### TASK INSTRUCTIONS
The data below is to be retyped exactly, line by line.

Records contained in a dataset
§ §

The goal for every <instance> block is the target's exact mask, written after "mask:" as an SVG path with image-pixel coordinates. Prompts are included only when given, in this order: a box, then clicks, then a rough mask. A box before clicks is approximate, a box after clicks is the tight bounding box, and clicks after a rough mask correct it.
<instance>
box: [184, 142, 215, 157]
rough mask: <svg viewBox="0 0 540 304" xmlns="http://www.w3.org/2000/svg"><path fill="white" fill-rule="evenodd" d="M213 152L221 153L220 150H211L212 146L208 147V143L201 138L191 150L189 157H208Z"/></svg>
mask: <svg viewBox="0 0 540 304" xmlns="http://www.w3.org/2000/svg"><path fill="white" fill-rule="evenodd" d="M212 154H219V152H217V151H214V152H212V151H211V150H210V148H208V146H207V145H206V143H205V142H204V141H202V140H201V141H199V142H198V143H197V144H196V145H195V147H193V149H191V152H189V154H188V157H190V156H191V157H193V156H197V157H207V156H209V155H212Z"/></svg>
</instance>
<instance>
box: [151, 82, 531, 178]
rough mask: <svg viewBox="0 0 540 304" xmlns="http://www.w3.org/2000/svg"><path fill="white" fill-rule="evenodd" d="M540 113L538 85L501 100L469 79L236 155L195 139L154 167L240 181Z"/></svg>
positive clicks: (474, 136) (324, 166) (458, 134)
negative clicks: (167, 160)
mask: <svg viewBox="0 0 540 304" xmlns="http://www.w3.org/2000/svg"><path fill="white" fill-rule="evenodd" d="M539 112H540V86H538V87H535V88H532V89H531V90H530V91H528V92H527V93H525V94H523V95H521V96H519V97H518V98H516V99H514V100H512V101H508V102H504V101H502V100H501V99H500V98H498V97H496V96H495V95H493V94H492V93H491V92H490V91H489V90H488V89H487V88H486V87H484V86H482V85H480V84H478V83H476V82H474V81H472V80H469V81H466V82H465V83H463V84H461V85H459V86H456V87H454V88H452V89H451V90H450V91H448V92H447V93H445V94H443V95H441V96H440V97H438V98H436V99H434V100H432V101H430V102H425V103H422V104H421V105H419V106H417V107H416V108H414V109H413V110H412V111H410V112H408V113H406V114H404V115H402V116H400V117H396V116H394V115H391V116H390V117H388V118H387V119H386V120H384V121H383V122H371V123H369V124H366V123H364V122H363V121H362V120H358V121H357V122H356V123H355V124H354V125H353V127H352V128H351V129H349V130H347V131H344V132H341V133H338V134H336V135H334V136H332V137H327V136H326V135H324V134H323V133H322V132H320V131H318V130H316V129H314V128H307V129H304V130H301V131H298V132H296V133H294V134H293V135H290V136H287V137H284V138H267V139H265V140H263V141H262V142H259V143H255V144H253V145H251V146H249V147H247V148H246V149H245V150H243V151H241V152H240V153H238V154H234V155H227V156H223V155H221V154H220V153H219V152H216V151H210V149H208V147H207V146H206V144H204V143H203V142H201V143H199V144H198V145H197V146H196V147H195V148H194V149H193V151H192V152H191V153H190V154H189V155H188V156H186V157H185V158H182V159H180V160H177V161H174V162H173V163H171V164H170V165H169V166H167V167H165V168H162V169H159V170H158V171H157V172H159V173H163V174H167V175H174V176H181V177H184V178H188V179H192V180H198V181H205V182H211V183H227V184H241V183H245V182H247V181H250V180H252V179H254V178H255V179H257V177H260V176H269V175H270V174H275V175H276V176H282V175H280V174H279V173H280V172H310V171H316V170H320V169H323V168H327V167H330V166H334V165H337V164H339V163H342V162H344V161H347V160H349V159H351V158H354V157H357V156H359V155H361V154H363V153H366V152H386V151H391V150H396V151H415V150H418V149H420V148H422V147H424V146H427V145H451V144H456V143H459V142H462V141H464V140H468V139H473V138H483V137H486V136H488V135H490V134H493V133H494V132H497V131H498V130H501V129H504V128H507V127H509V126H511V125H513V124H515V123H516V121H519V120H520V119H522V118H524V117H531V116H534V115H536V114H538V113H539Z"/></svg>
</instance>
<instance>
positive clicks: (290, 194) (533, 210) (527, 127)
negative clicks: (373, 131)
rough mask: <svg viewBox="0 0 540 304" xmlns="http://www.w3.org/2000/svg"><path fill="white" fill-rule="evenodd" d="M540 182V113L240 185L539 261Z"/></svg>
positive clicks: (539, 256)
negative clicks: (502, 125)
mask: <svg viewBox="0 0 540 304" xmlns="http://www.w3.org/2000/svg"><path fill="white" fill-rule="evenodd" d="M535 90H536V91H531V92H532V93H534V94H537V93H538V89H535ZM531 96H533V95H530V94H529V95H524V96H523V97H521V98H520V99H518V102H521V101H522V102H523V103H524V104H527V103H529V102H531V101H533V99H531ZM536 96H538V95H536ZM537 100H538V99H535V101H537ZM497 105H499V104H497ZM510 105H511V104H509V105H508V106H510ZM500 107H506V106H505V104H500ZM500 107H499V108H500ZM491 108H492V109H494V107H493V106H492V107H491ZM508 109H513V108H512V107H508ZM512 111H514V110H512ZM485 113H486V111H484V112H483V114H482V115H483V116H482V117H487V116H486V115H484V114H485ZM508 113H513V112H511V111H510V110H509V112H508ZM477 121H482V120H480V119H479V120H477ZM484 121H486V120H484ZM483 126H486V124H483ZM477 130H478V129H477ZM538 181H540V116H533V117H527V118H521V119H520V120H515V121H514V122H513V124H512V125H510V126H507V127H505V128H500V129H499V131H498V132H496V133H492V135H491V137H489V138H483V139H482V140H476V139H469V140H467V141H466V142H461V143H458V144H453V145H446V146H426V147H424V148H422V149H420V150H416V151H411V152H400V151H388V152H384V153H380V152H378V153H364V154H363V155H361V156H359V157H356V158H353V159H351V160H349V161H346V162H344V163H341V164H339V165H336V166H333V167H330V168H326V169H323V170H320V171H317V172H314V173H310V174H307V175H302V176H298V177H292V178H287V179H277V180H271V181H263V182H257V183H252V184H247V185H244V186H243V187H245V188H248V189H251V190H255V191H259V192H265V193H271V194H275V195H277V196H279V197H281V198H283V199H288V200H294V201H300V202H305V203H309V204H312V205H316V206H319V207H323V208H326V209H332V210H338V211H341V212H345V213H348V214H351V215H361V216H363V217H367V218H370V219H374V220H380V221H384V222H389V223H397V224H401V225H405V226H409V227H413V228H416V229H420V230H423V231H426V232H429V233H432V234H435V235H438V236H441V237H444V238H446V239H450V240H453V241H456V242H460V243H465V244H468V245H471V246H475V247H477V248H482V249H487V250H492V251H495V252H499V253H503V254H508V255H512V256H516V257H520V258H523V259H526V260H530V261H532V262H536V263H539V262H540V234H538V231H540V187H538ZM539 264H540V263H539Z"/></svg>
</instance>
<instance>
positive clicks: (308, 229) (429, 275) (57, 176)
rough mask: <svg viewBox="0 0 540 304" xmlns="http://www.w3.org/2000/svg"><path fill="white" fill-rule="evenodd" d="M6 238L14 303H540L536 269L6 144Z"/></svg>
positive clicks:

§ §

### ANSWER BELOW
The goal for every <instance> block is the target's exact mask, written after "mask:" as an SVG path with image-pixel coordinates. Prompts are included only when given, in this order: a box, then clicks, then a rough mask. A box before clicks is approximate, a box after clicks is the tight bounding box, and clicks after a rough mask correct it.
<instance>
box: [184, 142, 215, 157]
rough mask: <svg viewBox="0 0 540 304" xmlns="http://www.w3.org/2000/svg"><path fill="white" fill-rule="evenodd" d="M213 152L221 153L220 150H211L212 146L208 147V143L201 138L191 150L189 157H208Z"/></svg>
mask: <svg viewBox="0 0 540 304" xmlns="http://www.w3.org/2000/svg"><path fill="white" fill-rule="evenodd" d="M212 154H219V152H217V151H214V152H212V151H211V150H210V148H208V146H207V145H206V143H205V142H204V141H202V140H201V141H199V142H198V143H197V144H196V145H195V147H193V149H191V152H189V154H188V157H190V156H191V157H193V156H197V157H207V156H209V155H212Z"/></svg>
</instance>
<instance>
box: [151, 82, 531, 178]
rough mask: <svg viewBox="0 0 540 304" xmlns="http://www.w3.org/2000/svg"><path fill="white" fill-rule="evenodd" d="M540 113L538 85L501 100L469 79L236 155L195 139L154 167L240 181Z"/></svg>
positive clicks: (474, 136) (324, 166) (458, 134)
negative clicks: (167, 160)
mask: <svg viewBox="0 0 540 304" xmlns="http://www.w3.org/2000/svg"><path fill="white" fill-rule="evenodd" d="M539 112H540V86H538V87H535V88H532V89H531V90H530V91H528V92H527V93H525V94H523V95H521V96H519V97H518V98H516V99H514V100H512V101H508V102H504V101H502V100H501V99H500V98H498V97H496V96H495V95H493V94H492V93H491V92H490V91H489V90H488V89H487V88H486V87H484V86H482V85H480V84H478V83H476V82H474V81H472V80H469V81H466V82H465V83H463V84H461V85H459V86H456V87H454V88H452V89H451V90H450V91H448V92H447V93H445V94H443V95H441V96H440V97H438V98H436V99H434V100H432V101H430V102H425V103H422V104H421V105H419V106H417V107H416V108H414V109H413V110H412V111H410V112H408V113H406V114H404V115H402V116H400V117H396V116H394V115H391V116H390V117H388V118H387V119H386V120H384V121H383V122H371V123H369V124H366V123H364V122H363V121H362V120H358V121H357V122H356V123H355V124H354V125H353V127H352V128H351V129H349V130H347V131H344V132H341V133H338V134H336V135H334V136H332V137H327V136H326V135H324V134H323V133H322V132H320V131H318V130H316V129H314V128H307V129H304V130H301V131H298V132H296V133H294V134H293V135H290V136H287V137H284V138H267V139H265V140H263V141H262V142H259V143H255V144H253V145H251V146H249V147H247V148H246V149H245V150H243V151H241V152H240V153H238V154H234V155H227V156H223V155H221V154H220V153H219V152H216V151H210V149H208V147H207V146H206V144H204V143H203V142H201V143H199V144H198V145H197V146H196V147H195V148H194V149H193V151H192V152H191V153H190V154H189V155H188V156H186V157H185V158H182V159H180V160H177V161H174V162H173V163H171V164H170V165H169V166H167V167H165V168H162V169H159V170H158V171H157V172H159V173H163V174H167V175H174V176H181V177H184V178H188V179H192V180H198V181H205V182H211V183H227V184H241V183H245V182H247V181H250V180H252V179H254V178H255V179H257V177H260V176H269V175H270V174H275V175H276V176H282V175H280V174H279V173H280V172H310V171H316V170H320V169H323V168H327V167H330V166H334V165H337V164H339V163H342V162H344V161H347V160H349V159H351V158H354V157H357V156H359V155H361V154H363V153H366V152H386V151H391V150H396V151H415V150H418V149H420V148H422V147H424V146H427V145H451V144H456V143H459V142H462V141H464V140H468V139H473V138H483V137H486V136H488V135H490V134H493V133H494V132H497V131H498V130H501V129H504V128H507V127H509V126H511V125H513V124H515V123H516V121H519V120H520V119H522V118H524V117H531V116H534V115H536V114H538V113H539Z"/></svg>
</instance>
<instance>
positive clicks: (290, 194) (533, 210) (527, 127)
negative clicks: (373, 131)
rough mask: <svg viewBox="0 0 540 304" xmlns="http://www.w3.org/2000/svg"><path fill="white" fill-rule="evenodd" d="M540 182V113L240 185L539 261Z"/></svg>
positive clicks: (539, 256)
negative clicks: (502, 125)
mask: <svg viewBox="0 0 540 304" xmlns="http://www.w3.org/2000/svg"><path fill="white" fill-rule="evenodd" d="M535 90H536V91H531V92H532V93H534V94H537V93H538V89H535ZM531 96H533V95H530V94H529V95H524V96H523V97H521V98H520V99H518V102H521V101H522V102H523V103H524V104H527V103H529V102H531V101H533V99H531ZM536 96H538V95H536ZM537 100H538V99H535V101H537ZM497 105H499V104H497ZM510 105H511V104H509V105H508V106H510ZM500 107H506V106H505V104H500ZM500 107H499V108H500ZM491 108H492V109H494V107H493V106H492V107H491ZM508 109H513V108H512V107H508ZM512 111H514V110H512ZM485 113H486V111H484V112H483V114H482V115H483V116H482V117H487V116H486V115H484V114H485ZM508 113H513V112H511V111H510V110H509V112H508ZM477 121H482V120H480V119H479V120H477ZM484 121H486V120H484ZM483 126H486V124H483ZM477 130H478V129H477ZM538 181H540V116H533V117H527V118H521V119H520V120H515V121H514V122H513V124H512V125H510V126H507V127H505V128H500V129H499V131H498V132H496V133H492V135H491V137H489V138H483V139H482V140H476V139H469V140H467V141H466V142H461V143H458V144H453V145H446V146H426V147H424V148H422V149H420V150H416V151H411V152H400V151H388V152H384V153H380V152H378V153H364V154H363V155H361V156H359V157H356V158H353V159H351V160H349V161H346V162H344V163H341V164H339V165H336V166H333V167H330V168H326V169H323V170H320V171H317V172H314V173H310V174H307V175H302V176H298V177H292V178H287V179H277V180H271V181H263V182H257V183H252V184H247V185H244V186H243V187H245V188H248V189H251V190H255V191H259V192H265V193H271V194H275V195H277V196H279V197H281V198H283V199H288V200H294V201H300V202H305V203H309V204H312V205H316V206H319V207H323V208H326V209H332V210H338V211H341V212H345V213H348V214H351V215H361V216H363V217H367V218H370V219H374V220H380V221H384V222H389V223H397V224H401V225H405V226H409V227H413V228H416V229H420V230H423V231H426V232H429V233H432V234H435V235H438V236H441V237H444V238H446V239H450V240H453V241H456V242H460V243H465V244H468V245H471V246H475V247H477V248H482V249H487V250H492V251H495V252H499V253H503V254H508V255H512V256H516V257H520V258H523V259H526V260H530V261H532V262H536V263H539V262H540V234H538V231H540V187H538ZM539 264H540V263H539Z"/></svg>
</instance>
<instance>
positive clicks: (308, 229) (429, 275) (57, 176)
rough mask: <svg viewBox="0 0 540 304" xmlns="http://www.w3.org/2000/svg"><path fill="white" fill-rule="evenodd" d="M6 238L14 303H540L536 269L6 144Z"/></svg>
positive clicks:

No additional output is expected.